* **Work instruction**: What's wanted is the full listing, reproduced exactly.
━━━━━━━━━━━━━━━━
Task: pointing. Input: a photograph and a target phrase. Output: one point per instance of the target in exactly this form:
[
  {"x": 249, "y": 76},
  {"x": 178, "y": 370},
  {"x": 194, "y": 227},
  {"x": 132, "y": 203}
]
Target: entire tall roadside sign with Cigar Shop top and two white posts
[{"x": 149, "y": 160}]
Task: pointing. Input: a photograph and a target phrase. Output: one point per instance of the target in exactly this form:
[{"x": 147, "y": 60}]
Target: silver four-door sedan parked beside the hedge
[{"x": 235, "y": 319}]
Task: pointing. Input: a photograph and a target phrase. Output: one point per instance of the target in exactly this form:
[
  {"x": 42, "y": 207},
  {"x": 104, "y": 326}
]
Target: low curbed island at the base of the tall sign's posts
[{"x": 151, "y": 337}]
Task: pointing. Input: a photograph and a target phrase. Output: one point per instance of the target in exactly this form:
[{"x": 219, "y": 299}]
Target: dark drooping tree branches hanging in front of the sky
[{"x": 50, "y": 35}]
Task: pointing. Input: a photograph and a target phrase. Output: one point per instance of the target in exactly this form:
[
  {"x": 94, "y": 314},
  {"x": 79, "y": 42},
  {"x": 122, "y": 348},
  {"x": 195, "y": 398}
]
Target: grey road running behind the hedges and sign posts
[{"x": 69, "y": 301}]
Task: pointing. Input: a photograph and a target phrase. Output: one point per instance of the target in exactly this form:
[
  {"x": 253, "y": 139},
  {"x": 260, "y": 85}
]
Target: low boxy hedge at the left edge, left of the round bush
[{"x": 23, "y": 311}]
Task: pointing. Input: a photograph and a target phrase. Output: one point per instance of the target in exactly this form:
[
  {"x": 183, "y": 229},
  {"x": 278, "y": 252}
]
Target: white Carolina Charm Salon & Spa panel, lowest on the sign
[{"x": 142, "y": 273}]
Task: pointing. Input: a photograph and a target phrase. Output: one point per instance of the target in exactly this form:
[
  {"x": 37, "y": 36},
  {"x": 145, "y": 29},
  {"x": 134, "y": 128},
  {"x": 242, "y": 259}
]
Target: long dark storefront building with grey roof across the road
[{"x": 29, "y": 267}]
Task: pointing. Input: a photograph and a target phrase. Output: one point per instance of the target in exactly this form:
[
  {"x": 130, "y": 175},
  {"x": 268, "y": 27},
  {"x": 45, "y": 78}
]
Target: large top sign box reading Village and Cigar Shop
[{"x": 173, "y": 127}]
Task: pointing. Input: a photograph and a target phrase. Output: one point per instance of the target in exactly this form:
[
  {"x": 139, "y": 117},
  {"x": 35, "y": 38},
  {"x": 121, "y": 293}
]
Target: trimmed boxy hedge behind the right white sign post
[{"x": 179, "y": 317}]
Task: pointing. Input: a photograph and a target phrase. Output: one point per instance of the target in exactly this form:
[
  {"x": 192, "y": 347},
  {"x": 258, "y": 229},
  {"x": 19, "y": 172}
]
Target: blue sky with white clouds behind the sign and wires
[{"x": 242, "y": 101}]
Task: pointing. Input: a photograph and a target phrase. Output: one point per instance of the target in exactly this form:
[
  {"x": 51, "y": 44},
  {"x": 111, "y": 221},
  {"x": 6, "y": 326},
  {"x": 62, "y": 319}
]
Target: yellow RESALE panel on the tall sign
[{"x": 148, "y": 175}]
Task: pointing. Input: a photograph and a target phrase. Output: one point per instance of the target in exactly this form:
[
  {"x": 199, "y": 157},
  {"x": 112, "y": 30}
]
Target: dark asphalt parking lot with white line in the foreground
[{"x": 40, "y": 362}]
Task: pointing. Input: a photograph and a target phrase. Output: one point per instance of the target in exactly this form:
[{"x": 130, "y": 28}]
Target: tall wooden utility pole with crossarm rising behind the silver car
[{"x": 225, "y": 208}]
━━━━━━━━━━━━━━━━
* **Response to the task**:
Task: pointing. Input: a photograph and a target phrase. Output: one point per instance of the target in exactly this form:
[
  {"x": 249, "y": 76},
  {"x": 178, "y": 370},
  {"x": 194, "y": 227},
  {"x": 132, "y": 203}
]
Target: entire tall roadside sign with Cigar Shop top and two white posts
[{"x": 149, "y": 160}]
Task: pointing. Input: a photograph and a target phrase. Output: one point per instance of the target in exactly this form:
[{"x": 147, "y": 60}]
Target: silver four-door sedan parked beside the hedge
[{"x": 235, "y": 319}]
Task: pointing. Input: a photograph and a target phrase. Output: one point per instance of the target in exactly this form:
[
  {"x": 42, "y": 207},
  {"x": 104, "y": 326}
]
Target: low curbed island at the base of the tall sign's posts
[{"x": 151, "y": 337}]
Task: pointing. Input: a photograph and a target phrase. Output: one point per instance of the target in exactly this form:
[{"x": 219, "y": 299}]
Target: dark drooping tree branches hanging in front of the sky
[{"x": 50, "y": 35}]
Task: pointing. Input: a photograph and a target phrase. Output: one point per instance of the target in exactly this form:
[
  {"x": 94, "y": 314},
  {"x": 79, "y": 42},
  {"x": 122, "y": 348},
  {"x": 195, "y": 398}
]
Target: grey road running behind the hedges and sign posts
[{"x": 69, "y": 301}]
Task: pointing. Input: a photograph and a target phrase. Output: one point per instance of the target in exactly this form:
[
  {"x": 253, "y": 139},
  {"x": 260, "y": 85}
]
Target: low boxy hedge at the left edge, left of the round bush
[{"x": 23, "y": 311}]
Task: pointing. Input: a photograph and a target phrase. Output: one point per instance of the target in exactly this form:
[
  {"x": 183, "y": 229},
  {"x": 278, "y": 252}
]
Target: white Carolina Charm Salon & Spa panel, lowest on the sign
[{"x": 142, "y": 273}]
Task: pointing. Input: a photograph and a target phrase. Output: one point per instance of the target in exactly this form:
[
  {"x": 37, "y": 36},
  {"x": 145, "y": 29},
  {"x": 134, "y": 128},
  {"x": 242, "y": 259}
]
Target: long dark storefront building with grey roof across the road
[{"x": 29, "y": 267}]
Task: pointing. Input: a photograph and a target phrase. Output: one point per instance of the target in exactly this form:
[
  {"x": 130, "y": 175},
  {"x": 268, "y": 27},
  {"x": 45, "y": 78}
]
Target: large top sign box reading Village and Cigar Shop
[{"x": 173, "y": 127}]
Task: pointing. Input: a photograph and a target phrase. Output: one point per instance of the target in exactly this form:
[
  {"x": 139, "y": 117},
  {"x": 35, "y": 38},
  {"x": 121, "y": 293}
]
Target: trimmed boxy hedge behind the right white sign post
[{"x": 179, "y": 317}]
Task: pointing. Input: a photograph and a target phrase. Output: one point per instance of the target in exactly this form:
[
  {"x": 192, "y": 347},
  {"x": 258, "y": 229},
  {"x": 19, "y": 172}
]
Target: blue sky with white clouds behind the sign and wires
[{"x": 242, "y": 101}]
Task: pointing. Input: a photograph and a target phrase. Output: one point per instance of the target in exactly this form:
[
  {"x": 51, "y": 44},
  {"x": 111, "y": 221},
  {"x": 6, "y": 326},
  {"x": 62, "y": 319}
]
Target: yellow RESALE panel on the tall sign
[{"x": 148, "y": 175}]
Task: pointing. Input: a photograph and a target phrase. Output: one point per instance of the target in exactly this form:
[
  {"x": 199, "y": 157},
  {"x": 112, "y": 30}
]
Target: dark asphalt parking lot with white line in the foreground
[{"x": 40, "y": 362}]
Task: pointing. Input: a photograph and a target phrase. Output: one point per instance of the target in exactly this form:
[{"x": 130, "y": 28}]
Target: tall wooden utility pole with crossarm rising behind the silver car
[{"x": 225, "y": 208}]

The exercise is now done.